▸ **Work instruction**
Find and copy each line of the records where the string "green" shows up.

[Source records]

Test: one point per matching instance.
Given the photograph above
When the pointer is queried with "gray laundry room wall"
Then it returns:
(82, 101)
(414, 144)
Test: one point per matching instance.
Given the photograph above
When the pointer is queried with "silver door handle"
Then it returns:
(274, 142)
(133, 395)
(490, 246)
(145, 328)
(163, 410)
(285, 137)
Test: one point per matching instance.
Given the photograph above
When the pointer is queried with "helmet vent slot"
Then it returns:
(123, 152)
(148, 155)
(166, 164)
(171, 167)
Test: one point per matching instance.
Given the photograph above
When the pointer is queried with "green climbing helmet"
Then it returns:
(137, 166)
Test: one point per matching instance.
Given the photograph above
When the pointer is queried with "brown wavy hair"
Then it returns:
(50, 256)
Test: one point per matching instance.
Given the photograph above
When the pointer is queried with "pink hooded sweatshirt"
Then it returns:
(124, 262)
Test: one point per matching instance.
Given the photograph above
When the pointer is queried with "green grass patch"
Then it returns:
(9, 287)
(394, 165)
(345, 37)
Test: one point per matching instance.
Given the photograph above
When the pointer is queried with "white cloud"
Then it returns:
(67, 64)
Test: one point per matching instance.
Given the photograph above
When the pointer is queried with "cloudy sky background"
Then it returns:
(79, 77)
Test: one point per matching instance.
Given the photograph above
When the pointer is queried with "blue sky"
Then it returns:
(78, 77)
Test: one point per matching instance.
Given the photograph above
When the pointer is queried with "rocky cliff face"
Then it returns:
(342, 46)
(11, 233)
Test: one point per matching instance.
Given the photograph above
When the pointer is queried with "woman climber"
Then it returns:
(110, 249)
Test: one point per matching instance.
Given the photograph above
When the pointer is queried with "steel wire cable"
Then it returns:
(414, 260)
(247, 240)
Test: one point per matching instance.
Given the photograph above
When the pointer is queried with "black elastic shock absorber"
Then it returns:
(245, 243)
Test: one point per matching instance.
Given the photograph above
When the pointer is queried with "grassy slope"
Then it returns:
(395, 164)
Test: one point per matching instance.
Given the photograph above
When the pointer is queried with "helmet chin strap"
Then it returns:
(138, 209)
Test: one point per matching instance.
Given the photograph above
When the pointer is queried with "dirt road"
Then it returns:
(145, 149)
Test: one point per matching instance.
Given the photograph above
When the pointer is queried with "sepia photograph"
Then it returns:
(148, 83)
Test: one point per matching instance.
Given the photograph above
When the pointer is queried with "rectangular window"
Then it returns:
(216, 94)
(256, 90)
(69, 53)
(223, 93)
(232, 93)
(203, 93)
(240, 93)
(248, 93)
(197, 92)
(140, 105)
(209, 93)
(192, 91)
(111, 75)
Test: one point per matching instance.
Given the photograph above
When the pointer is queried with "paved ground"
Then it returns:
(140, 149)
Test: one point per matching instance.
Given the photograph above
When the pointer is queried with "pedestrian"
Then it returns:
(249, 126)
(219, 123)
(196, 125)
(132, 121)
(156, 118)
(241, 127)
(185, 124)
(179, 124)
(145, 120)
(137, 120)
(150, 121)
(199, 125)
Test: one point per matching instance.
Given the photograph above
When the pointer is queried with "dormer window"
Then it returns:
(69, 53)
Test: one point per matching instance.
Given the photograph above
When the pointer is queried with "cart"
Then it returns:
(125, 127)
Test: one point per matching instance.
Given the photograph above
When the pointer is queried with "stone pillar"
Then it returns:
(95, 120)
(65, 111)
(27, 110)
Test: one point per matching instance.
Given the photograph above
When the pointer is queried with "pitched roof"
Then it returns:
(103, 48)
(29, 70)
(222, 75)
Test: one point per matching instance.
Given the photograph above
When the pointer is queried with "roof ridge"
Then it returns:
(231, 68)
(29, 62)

▸ **Problem solution**
When the pointer is queried with "green climbing helmet"
When the pointer is queried with "green grass patch"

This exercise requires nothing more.